# Required work:
Render the listing below as a numbered list with blank lines left out. Omit the pictures from your answer.

Photo object pointing records
** begin **

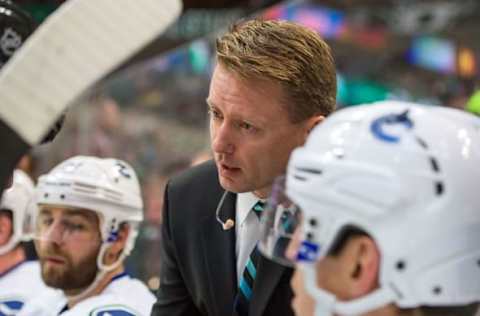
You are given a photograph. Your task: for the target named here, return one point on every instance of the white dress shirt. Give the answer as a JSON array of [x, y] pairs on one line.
[[247, 229]]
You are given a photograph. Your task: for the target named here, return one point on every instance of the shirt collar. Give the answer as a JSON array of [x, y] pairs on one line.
[[245, 202]]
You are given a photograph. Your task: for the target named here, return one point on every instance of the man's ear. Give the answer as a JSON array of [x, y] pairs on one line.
[[314, 121], [6, 228], [118, 245], [361, 258]]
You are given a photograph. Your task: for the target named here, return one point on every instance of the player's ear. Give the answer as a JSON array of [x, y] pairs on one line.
[[362, 260], [5, 227], [312, 122]]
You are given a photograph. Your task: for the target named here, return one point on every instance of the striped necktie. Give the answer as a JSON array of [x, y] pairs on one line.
[[249, 274]]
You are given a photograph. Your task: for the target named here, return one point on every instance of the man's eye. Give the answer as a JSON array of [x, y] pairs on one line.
[[247, 126], [45, 221], [73, 226], [214, 114]]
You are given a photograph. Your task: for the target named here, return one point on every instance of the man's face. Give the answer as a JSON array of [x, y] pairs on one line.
[[330, 272], [68, 242], [251, 135]]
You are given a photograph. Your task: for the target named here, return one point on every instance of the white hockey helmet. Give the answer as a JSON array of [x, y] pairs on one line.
[[108, 187], [17, 199], [405, 174]]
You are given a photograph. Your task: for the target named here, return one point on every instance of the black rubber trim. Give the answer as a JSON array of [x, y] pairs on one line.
[[12, 148]]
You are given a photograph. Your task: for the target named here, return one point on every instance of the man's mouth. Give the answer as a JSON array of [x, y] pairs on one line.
[[54, 260], [224, 168]]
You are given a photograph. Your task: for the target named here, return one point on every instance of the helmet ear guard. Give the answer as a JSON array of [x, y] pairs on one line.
[[391, 170]]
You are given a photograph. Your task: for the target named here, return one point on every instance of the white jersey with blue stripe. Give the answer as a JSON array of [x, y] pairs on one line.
[[19, 285], [124, 296]]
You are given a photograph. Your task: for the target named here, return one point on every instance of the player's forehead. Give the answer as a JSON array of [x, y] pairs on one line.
[[68, 212]]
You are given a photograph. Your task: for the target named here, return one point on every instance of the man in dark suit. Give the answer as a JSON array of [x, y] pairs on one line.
[[274, 81]]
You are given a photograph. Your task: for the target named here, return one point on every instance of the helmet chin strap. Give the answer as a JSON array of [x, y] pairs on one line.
[[326, 304], [101, 273]]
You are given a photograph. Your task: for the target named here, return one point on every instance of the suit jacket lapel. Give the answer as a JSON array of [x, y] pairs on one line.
[[219, 257], [268, 276]]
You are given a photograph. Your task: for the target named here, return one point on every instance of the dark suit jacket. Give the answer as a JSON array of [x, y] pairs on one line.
[[198, 264]]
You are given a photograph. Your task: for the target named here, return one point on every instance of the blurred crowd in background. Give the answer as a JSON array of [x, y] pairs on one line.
[[152, 112]]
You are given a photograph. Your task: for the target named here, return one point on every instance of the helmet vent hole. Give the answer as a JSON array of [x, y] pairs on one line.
[[300, 177], [437, 290], [309, 236], [422, 143], [310, 170], [439, 188], [401, 265], [434, 164]]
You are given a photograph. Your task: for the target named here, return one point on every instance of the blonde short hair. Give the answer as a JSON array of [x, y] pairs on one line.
[[286, 53]]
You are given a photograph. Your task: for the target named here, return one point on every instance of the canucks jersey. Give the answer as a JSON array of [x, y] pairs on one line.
[[124, 296], [19, 285]]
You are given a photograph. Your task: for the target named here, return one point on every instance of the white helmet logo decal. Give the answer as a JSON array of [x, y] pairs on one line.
[[378, 126]]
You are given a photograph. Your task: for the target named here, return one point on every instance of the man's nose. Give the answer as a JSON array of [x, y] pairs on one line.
[[294, 245], [55, 233], [222, 139]]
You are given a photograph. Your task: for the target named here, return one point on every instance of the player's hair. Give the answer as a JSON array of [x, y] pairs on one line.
[[465, 310], [286, 53]]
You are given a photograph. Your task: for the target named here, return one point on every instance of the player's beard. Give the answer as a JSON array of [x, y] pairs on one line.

** end **

# Task answer:
1. You are given a photograph. Your task: for the target named here, return one point on every instance of the white dress shirt. Give the answer as a JSON array of [x, y] pairs on one line.
2. [[247, 229]]
3. You are given a photograph. Your task: for the target named here, return one point on every instance of the shirt collar. Give the answer as a JSON array of [x, y] pairs on one line.
4. [[245, 202]]
5. You are given a photograph. Your task: for the target named here, return one point on every instance of the man's ear. Give the answer as a JSON array of [x, y] pairs on one line.
6. [[314, 121], [6, 228], [118, 245], [361, 258]]
7. You are given a photograph. Your task: for the target named here, return one point on every instance of the player's ear. Give the answer as a JSON array of [x, y] pairs on one line.
8. [[362, 260], [5, 227], [312, 122]]
9. You are given a photograph. Your task: for the target named here, return one point on every instance of the striped necktie. Give the answer as a JSON array of [x, y] pairs on one line.
10. [[249, 274]]
11. You are given a photograph. Your task: for the target named here, return one point on every instance of the man's eye. Give the answer as a JSON array of [x, y] pairs on one line.
12. [[247, 126], [45, 221], [73, 226], [214, 114]]
13. You are given a photograph. Your task: for the target named here, return one point on every instance of the man's face. Give the answer as a JSON array of [x, y] pairs on one line.
14. [[330, 272], [68, 242], [251, 135]]
15. You are given a photograph. Your task: for the target named here, return one point on every instance of the white hockey helmet. Give the answer as a JSON array of [x, y] pairs on one line.
16. [[108, 187], [17, 199], [405, 174]]
17. You are given a photograph. Your task: for the target named here, return one point on every instance of the black rubber trim. Give the answer as a JSON array of [x, y] pairs on one line.
18. [[12, 148]]
19. You are given a photograph. Your task: for the target named here, return one point on every instance of the man's mouth. Give the answer as a JSON array of [x, y] pairs on one line.
20. [[54, 260], [224, 168]]
21. You are given a photograph. Your task: for the target named here, return one point on every instance of the helmet ear guard. Give the answer as a JSON array of [x, y] pairs on one line.
22. [[391, 170]]
23. You are given a photograph. Your task: for the target named here, return one point on every instance of the white jersey with blue stripe. Give the answer as a JSON array of [x, y] pairs on one line.
24. [[19, 285], [124, 296]]
25. You are given a photograph. Your task: for the target named here, return one point on every instance of the player's forehead. Give the answer as a JSON array of [x, y] pairs on one line.
26. [[68, 212]]
27. You are given a photograph. Your task: for the target named here, return one point on every instance of the man in dark suit. Give the answer as a JSON array of [x, y] pairs on one line.
28. [[274, 81]]
29. You are given a photograph. Your task: for the target named here, return one point on every instance of the helmet chin strap. Give the answer as a JSON array of [x, y] pairs on one line.
30. [[326, 304], [101, 273]]
31. You are given a photograph. Your task: for the target named here, return one point on every instance of the suit jacket lapel. Give the answer as a JSON array of [x, y] pairs on one line.
32. [[219, 257], [268, 276]]
33. You are given a photograph. Your task: for the target named here, return one point on every instance of the dark suit jacket. Give the answer as a JSON array of [x, y] pairs on one line.
34. [[198, 264]]
35. You are given a photograph. Your task: for the target named here, return one point on every instance of the blurred crowd in background. Give the answer as a JSON array of [x, y] pairs on one line.
36. [[152, 112]]
37. You are given a photograph. Your task: for the target named here, return one point on every instance of the helmet vent hole. Give the answer as a JSON array of [x, y] pairs on one line.
38. [[300, 177], [437, 290], [309, 236], [422, 143], [310, 170], [439, 188], [401, 265], [434, 164]]
39. You are given a photograph. Your task: for the target named here, return one point on every instance of the blonde short hair. Give the answer as a JSON array of [x, y] pairs on one line.
40. [[286, 53]]
41. You are given a photograph. Your task: for the target named here, return one point on every instance of the canucks jersey. Give the answer as a JSON array of [x, y] pairs on one line.
42. [[124, 296], [19, 285]]
43. You are given a photograph. Your task: for the target named here, return one point on every instance of the white helmet logo decal. Give the answer as a JSON array of [x, y] pairs on one line.
44. [[378, 126]]
45. You are given a photograph. Your task: for the target named here, return one point on every instance of the man's nose. Give the answer as a JSON array of [x, y] pairs on one line.
46. [[294, 245], [55, 233], [222, 139]]
47. You are given a photograph. Your task: for the target named here, return one point on every instance of the player's hair. Give the answer as a JSON array of [x, y] pairs on one line.
48. [[465, 310], [286, 53]]
49. You are given a photograph. Your task: for the target named here, return one point on every instance of the player's beard. Give the answer as a JSON array of [x, y] pairs on one line.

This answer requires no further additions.